Pointing dataset records
-- -- --
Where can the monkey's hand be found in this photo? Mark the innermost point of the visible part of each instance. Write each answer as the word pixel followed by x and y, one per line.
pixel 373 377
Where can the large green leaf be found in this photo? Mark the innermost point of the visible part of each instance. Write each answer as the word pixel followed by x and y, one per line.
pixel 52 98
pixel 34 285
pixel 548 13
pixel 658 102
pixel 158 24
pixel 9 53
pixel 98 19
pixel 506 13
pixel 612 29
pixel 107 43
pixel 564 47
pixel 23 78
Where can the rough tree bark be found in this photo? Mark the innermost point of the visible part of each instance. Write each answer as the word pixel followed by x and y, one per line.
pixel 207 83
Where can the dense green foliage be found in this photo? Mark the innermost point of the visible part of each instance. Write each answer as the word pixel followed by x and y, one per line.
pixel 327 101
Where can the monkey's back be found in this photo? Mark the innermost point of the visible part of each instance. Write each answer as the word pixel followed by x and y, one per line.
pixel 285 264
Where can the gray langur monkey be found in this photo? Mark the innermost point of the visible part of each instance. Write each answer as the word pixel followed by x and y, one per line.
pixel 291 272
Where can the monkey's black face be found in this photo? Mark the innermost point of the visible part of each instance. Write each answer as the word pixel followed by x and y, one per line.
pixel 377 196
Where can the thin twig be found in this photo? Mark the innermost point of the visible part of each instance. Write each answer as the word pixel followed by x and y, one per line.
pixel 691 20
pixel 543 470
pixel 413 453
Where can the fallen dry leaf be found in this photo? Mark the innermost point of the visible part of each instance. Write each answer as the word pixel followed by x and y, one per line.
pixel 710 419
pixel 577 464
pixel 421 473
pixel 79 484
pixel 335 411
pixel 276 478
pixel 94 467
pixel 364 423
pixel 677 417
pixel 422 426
-- -- --
### [GOAL]
Repeat all the entries exactly as given.

### [FINAL RESULT]
Where can the monkey's hand be found in this photo? Mark the innermost point of the visible part of each instance. Write each answer as the word pixel followed by x and y, one per line.
pixel 373 377
Where can the large green leaf be found in this photo? Mark the innermost point of the visible part of each instance. Write each answer as the word pixel followed by x and y, one per line.
pixel 52 98
pixel 34 285
pixel 548 13
pixel 658 102
pixel 158 24
pixel 9 53
pixel 98 19
pixel 506 13
pixel 612 29
pixel 107 43
pixel 564 47
pixel 23 78
Where can the rough tree bark be found in this photo? Mark the innermost point of the visible part of each instance. Write each answer as the word pixel followed by x and y, one per line.
pixel 207 83
Where can the dense green foliage be found in this photo? Mark the innermost point of the visible part of each instance. Write each answer as the word pixel followed by x and y, one per line.
pixel 327 101
Where can the monkey's back be found in this photo? Mark the innermost point of the visible part of each instance. Write each answer as the word pixel followed by x and y, one per line.
pixel 285 264
Where can the gray langur monkey be found in this photo? Mark the innermost point of the visible part of each instance. Write each answer as the word pixel followed by x and y, one per line.
pixel 291 272
Where can the monkey's black face be found in this photo? Mark the innermost point of the visible part of each instance. Write each answer as the word pixel followed by x and y, one per line.
pixel 377 196
Where can the thin twig be found in this photo? Mark the innermost point of the visible part of each instance. Write each answer as the word pixel followed by x and y, one per line.
pixel 691 20
pixel 543 470
pixel 413 453
Where can the fallen dry leaf be found in this photo? Mark the innermost point of the visible part of each instance. Write each answer as the word pixel followed by x and y, one per line.
pixel 710 419
pixel 577 464
pixel 421 473
pixel 79 484
pixel 335 411
pixel 276 478
pixel 94 467
pixel 364 423
pixel 677 417
pixel 422 426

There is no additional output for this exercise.